Image object location entries

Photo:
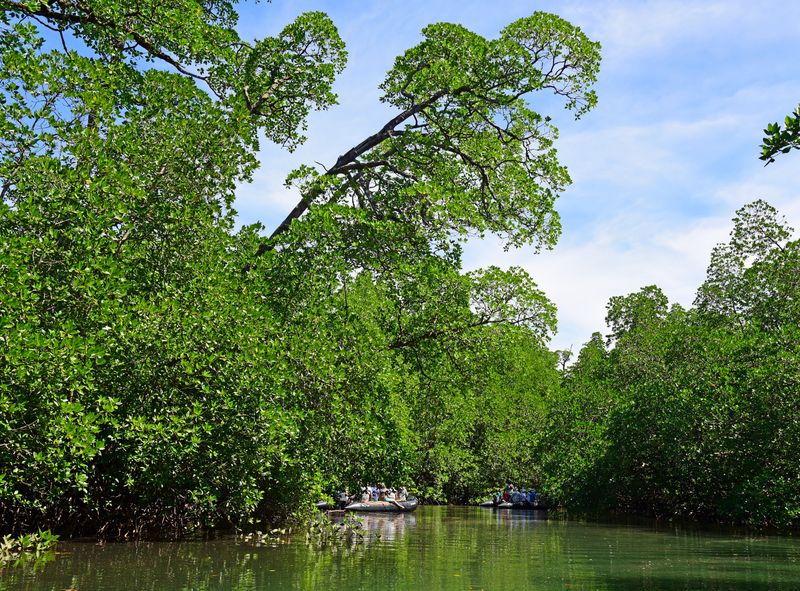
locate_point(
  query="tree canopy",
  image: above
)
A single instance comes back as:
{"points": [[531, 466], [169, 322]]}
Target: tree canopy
{"points": [[162, 369]]}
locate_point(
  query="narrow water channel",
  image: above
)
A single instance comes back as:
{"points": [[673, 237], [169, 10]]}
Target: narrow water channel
{"points": [[439, 548]]}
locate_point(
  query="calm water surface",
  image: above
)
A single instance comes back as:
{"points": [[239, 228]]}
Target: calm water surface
{"points": [[439, 548]]}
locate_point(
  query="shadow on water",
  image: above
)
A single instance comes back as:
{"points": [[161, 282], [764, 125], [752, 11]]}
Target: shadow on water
{"points": [[438, 548]]}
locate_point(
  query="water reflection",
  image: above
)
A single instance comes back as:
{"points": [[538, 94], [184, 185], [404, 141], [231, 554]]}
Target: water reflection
{"points": [[386, 526], [439, 548]]}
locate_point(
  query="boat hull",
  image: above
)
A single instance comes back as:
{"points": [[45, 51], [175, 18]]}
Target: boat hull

**Task instructions**
Reproduce all the entries that precede this task, word for word, minus any pictures.

**The response**
Photo:
locate_point(
  query="tree canopy",
  image: above
)
A single instance comes back as:
{"points": [[531, 466], [169, 322]]}
Target: tree canopy
{"points": [[162, 369]]}
locate_point(
  query="narrow water channel",
  image: above
)
A single instance comes back as:
{"points": [[673, 237], [169, 10]]}
Target: narrow water channel
{"points": [[439, 548]]}
locate_point(
  query="calm water surface",
  image: above
)
A single instance comes back as:
{"points": [[239, 228]]}
Target: calm water surface
{"points": [[439, 548]]}
locate_point(
  query="shadow on water",
  image: above
)
A single instance comes back as:
{"points": [[161, 282], [764, 125], [752, 11]]}
Target: shadow on water
{"points": [[438, 548]]}
locate_point(
  query="water reflection",
  image: above
)
A single instance comes back as:
{"points": [[538, 94], [184, 185], [404, 141], [231, 554]]}
Target: water reflection
{"points": [[386, 526], [439, 548]]}
locate_point(
  query="boat hull",
  image: above
)
A single instance comes back as:
{"points": [[45, 51], [175, 18]]}
Target: boat hull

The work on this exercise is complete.